**Objective:** Retype the records that run between the line holding "out the road" and the line holding "[(540, 336)]", inclusive, and give nothing else.

# # # # # # #

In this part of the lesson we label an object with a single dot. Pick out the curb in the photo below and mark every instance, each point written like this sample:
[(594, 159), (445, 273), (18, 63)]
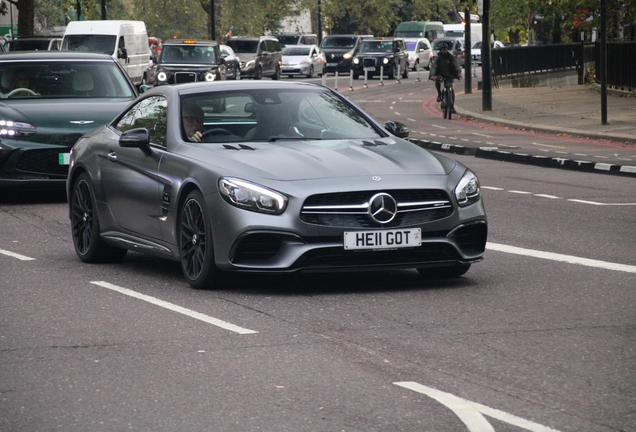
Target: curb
[(508, 154)]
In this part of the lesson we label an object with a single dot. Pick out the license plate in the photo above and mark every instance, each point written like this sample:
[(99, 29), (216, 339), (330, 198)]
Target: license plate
[(64, 158), (384, 239)]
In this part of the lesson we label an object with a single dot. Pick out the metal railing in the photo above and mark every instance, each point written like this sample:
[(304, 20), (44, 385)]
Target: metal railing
[(518, 60)]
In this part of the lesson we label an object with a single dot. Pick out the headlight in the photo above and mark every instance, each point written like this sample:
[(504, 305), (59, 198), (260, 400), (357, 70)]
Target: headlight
[(250, 196), (467, 190), (10, 128)]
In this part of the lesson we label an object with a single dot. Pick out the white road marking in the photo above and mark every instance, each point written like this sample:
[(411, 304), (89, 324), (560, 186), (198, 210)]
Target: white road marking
[(548, 145), (485, 136), (601, 204), (173, 307), (15, 255), (570, 259), (471, 412)]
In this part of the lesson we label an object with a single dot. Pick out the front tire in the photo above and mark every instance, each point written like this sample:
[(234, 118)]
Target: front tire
[(89, 246), (444, 272), (196, 249)]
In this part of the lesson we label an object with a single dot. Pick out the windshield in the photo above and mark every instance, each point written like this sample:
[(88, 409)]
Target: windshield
[(340, 42), (276, 114), (376, 46), (188, 54), (302, 51), (288, 40), (243, 47), (60, 79), (92, 43)]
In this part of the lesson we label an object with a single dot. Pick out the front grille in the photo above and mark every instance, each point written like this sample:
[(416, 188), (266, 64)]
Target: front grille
[(334, 258), (40, 162), (369, 62), (183, 77), (350, 209)]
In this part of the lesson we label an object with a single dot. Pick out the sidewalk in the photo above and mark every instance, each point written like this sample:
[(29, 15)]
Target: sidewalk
[(573, 112)]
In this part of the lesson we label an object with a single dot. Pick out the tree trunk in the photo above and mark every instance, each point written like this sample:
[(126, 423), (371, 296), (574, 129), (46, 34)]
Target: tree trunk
[(26, 17)]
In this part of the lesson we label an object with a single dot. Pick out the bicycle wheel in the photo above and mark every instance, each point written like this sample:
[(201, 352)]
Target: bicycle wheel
[(448, 103)]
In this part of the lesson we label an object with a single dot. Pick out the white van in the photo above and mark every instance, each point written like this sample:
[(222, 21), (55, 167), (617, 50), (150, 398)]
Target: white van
[(125, 41), (458, 30)]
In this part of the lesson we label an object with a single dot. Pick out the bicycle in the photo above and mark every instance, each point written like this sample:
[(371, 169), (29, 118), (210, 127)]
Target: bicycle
[(447, 98)]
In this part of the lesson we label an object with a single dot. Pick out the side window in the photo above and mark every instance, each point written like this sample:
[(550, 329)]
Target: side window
[(149, 113)]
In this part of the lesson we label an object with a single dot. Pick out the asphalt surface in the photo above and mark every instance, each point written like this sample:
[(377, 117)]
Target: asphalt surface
[(567, 110)]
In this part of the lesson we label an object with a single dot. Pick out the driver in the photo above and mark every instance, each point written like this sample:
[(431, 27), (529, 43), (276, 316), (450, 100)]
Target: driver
[(192, 116)]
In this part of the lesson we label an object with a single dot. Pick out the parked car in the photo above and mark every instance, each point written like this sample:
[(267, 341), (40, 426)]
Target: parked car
[(293, 177), (454, 45), (381, 55), (232, 63), (305, 60), (34, 43), (188, 60), (60, 97), (420, 53), (475, 51), (259, 56), (340, 50), (286, 39)]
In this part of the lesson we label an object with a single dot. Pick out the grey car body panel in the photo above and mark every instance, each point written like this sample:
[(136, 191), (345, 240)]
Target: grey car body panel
[(155, 185)]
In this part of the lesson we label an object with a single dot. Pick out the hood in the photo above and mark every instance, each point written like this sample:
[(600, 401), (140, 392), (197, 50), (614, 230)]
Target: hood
[(62, 121), (305, 160)]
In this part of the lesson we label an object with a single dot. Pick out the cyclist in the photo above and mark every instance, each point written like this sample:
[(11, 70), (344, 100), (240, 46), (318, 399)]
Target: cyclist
[(445, 67)]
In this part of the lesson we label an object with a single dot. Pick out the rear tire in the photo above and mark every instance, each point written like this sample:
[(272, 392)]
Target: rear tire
[(196, 249), (89, 246), (444, 272)]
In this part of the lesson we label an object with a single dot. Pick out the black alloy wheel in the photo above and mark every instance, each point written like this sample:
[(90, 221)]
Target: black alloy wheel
[(89, 246), (195, 243)]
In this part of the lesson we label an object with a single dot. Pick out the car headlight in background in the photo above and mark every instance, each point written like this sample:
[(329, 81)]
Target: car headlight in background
[(9, 128), (467, 190), (250, 196)]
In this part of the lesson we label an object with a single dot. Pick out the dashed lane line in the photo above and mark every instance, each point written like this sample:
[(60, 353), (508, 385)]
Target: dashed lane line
[(15, 255)]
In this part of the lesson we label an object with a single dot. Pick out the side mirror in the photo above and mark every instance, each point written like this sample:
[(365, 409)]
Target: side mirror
[(398, 129), (136, 138)]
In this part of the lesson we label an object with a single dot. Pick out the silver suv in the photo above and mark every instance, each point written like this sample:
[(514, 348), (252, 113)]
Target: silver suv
[(259, 56)]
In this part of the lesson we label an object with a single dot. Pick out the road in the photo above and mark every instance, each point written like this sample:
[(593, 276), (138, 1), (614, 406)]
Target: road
[(540, 336)]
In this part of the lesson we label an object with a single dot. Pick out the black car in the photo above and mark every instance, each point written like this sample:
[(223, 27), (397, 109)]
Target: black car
[(339, 51), (187, 60), (259, 56), (49, 99), (381, 55)]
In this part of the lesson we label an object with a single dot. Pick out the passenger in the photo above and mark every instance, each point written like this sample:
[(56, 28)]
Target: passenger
[(193, 117)]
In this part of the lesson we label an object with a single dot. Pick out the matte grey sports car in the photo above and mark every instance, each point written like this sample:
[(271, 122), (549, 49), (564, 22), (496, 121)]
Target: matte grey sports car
[(286, 177), (48, 100)]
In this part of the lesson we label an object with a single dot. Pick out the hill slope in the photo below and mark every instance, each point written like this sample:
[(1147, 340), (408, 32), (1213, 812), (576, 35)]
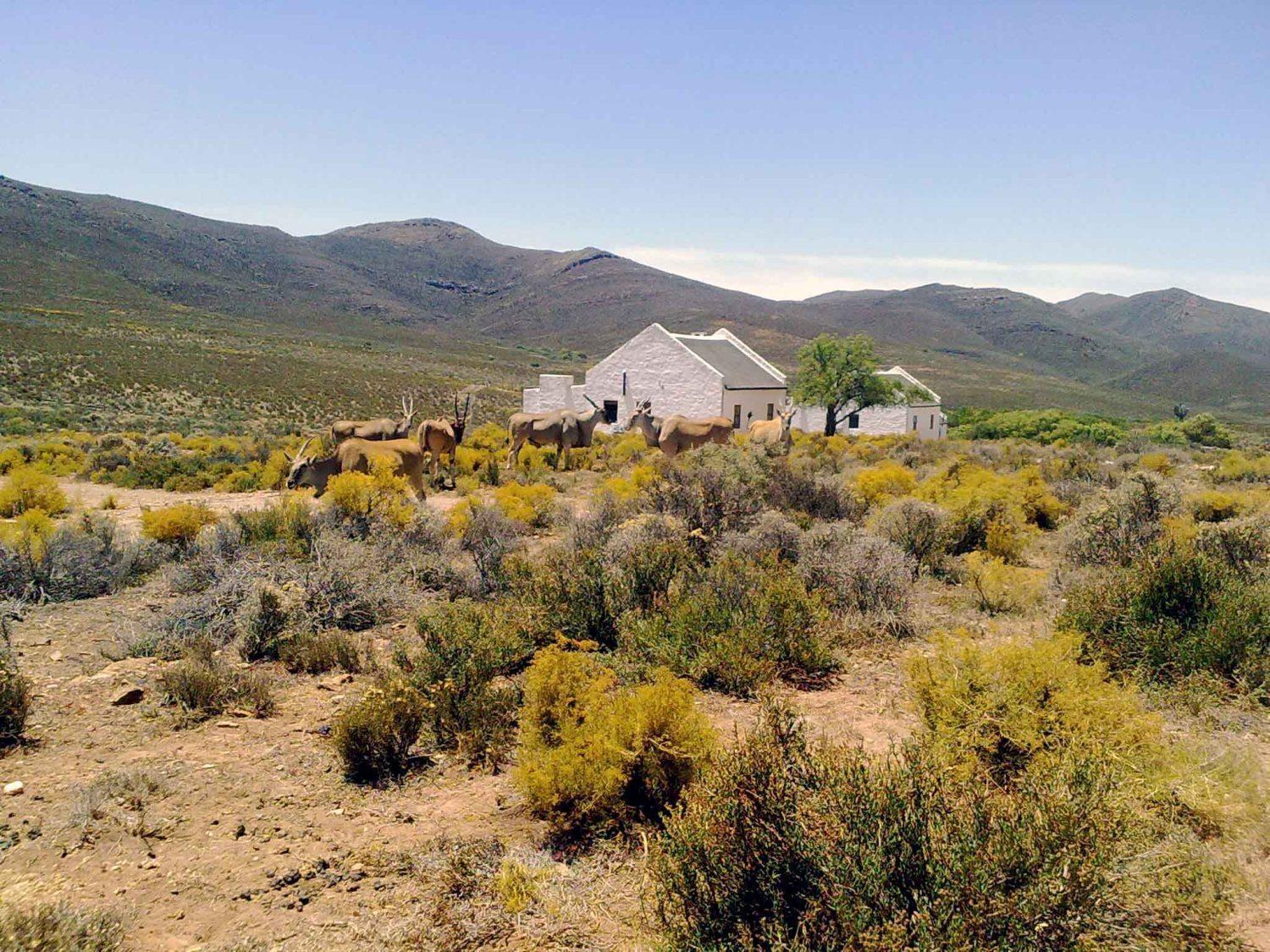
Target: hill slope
[(433, 277)]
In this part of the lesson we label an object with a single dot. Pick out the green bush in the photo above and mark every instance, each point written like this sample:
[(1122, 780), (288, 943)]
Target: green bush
[(1175, 614), (373, 736), (594, 757), (203, 685), (460, 667), (736, 625), (711, 490), (784, 845), (1119, 528)]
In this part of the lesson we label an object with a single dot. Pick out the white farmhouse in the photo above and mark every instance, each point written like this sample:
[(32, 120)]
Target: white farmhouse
[(710, 375)]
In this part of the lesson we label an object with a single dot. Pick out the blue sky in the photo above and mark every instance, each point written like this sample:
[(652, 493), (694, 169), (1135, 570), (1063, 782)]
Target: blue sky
[(781, 149)]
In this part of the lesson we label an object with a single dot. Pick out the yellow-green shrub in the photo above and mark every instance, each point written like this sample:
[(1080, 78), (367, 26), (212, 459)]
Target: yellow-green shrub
[(530, 503), (625, 489), (1237, 465), (25, 489), (378, 495), (594, 756), (1157, 462), (884, 482), (1000, 586), (1024, 706), (175, 525), (1217, 505), (977, 497)]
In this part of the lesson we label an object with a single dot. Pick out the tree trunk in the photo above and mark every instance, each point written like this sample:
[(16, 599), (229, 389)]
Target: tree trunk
[(831, 421)]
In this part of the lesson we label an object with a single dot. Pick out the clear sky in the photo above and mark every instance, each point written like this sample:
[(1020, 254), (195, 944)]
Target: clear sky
[(784, 149)]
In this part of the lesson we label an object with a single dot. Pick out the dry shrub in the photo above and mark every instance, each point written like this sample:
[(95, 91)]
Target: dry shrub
[(119, 800), (203, 685), (1216, 505), (467, 650), (594, 757), (772, 535), (919, 528), (785, 845), (713, 490), (1000, 586), (489, 537), (27, 489), (320, 652), (78, 559), (736, 626), (175, 525), (1119, 528), (642, 559), (1244, 545), (1178, 612), (373, 736), (15, 697), (859, 574), (58, 928)]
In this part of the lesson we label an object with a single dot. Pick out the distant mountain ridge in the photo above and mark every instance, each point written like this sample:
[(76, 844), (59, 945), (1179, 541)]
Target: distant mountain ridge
[(441, 276)]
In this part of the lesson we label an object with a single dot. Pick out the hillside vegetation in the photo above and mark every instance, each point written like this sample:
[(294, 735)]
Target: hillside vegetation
[(423, 284)]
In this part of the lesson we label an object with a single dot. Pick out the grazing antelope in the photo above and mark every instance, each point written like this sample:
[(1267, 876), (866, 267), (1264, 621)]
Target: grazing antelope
[(439, 438), (677, 433), (643, 421), (564, 429), (776, 432), (355, 454), (376, 429)]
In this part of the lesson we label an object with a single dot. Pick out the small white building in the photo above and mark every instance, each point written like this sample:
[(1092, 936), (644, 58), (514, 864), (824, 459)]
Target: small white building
[(710, 375)]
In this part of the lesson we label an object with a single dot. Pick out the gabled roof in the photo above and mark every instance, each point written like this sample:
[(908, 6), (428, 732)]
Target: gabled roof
[(739, 366)]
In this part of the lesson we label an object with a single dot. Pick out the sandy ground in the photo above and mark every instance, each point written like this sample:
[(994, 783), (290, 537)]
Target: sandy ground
[(254, 833)]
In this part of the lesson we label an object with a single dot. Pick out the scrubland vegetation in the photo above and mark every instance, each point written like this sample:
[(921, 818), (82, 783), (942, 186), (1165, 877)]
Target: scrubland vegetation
[(1077, 607)]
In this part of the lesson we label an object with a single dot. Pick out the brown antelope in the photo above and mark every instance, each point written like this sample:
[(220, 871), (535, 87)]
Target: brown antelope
[(439, 438), (355, 454), (776, 432), (677, 433), (383, 428), (564, 429)]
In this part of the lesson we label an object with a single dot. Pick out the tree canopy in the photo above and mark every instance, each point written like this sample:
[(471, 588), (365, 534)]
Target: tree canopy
[(841, 375)]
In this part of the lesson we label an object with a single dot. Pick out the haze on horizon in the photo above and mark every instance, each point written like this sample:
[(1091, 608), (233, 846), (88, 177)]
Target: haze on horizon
[(1052, 149)]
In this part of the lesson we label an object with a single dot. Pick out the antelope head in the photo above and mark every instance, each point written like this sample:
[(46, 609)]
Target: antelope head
[(301, 472)]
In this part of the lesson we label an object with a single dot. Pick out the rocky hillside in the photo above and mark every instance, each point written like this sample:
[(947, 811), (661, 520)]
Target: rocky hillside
[(441, 277)]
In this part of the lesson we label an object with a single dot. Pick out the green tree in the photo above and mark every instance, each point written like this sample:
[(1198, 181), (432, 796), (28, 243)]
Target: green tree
[(841, 375)]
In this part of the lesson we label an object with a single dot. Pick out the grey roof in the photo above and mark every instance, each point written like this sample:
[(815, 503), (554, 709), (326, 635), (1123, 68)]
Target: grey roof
[(738, 368)]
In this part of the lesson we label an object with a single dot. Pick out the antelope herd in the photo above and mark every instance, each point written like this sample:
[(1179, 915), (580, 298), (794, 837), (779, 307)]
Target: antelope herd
[(357, 442)]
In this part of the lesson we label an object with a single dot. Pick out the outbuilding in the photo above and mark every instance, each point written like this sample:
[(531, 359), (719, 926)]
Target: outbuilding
[(711, 375)]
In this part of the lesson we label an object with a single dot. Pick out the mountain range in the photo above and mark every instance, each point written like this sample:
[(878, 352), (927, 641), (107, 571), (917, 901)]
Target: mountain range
[(988, 345)]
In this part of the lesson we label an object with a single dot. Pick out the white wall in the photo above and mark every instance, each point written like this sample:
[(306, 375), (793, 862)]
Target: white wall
[(752, 401), (876, 421), (660, 370)]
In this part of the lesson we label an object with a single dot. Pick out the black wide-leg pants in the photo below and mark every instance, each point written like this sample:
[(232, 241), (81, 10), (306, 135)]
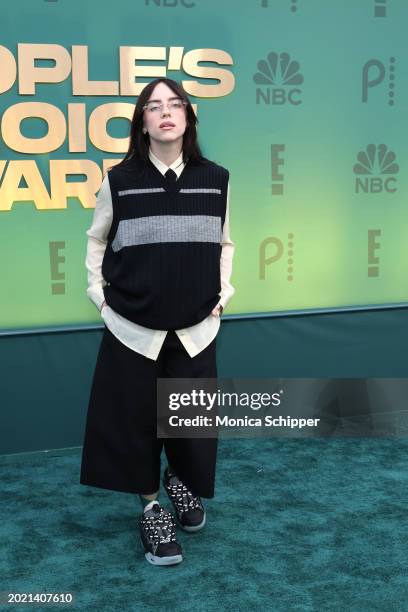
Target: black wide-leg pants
[(121, 450)]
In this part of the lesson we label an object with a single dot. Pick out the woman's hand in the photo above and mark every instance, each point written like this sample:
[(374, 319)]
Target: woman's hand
[(217, 310)]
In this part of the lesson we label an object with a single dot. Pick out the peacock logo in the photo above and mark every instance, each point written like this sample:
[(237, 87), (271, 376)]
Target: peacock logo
[(376, 160), (281, 76)]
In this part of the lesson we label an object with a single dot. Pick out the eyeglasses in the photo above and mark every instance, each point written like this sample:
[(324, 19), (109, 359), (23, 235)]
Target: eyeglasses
[(155, 107)]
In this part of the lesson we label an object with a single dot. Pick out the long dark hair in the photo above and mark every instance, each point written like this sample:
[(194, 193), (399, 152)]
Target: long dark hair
[(139, 143)]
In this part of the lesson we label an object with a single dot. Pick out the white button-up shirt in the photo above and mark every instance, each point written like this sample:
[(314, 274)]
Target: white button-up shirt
[(142, 339)]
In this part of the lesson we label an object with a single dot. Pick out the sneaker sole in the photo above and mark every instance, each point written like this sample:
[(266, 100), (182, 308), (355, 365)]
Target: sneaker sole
[(154, 560)]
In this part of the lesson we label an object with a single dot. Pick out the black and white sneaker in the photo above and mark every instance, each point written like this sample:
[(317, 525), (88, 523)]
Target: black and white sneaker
[(158, 536), (189, 509)]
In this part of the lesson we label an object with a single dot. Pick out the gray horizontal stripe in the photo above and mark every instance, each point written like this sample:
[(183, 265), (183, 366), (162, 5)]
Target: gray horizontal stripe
[(200, 190), (150, 190), (167, 228)]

# # # # # # #

**Final answer:**
In this part of the lesson we label an object with a single dot. Pick out the road in the photo above and mark every instance, each point written like this sample:
[(593, 276), (138, 1), (614, 406)]
Target: road
[(540, 336)]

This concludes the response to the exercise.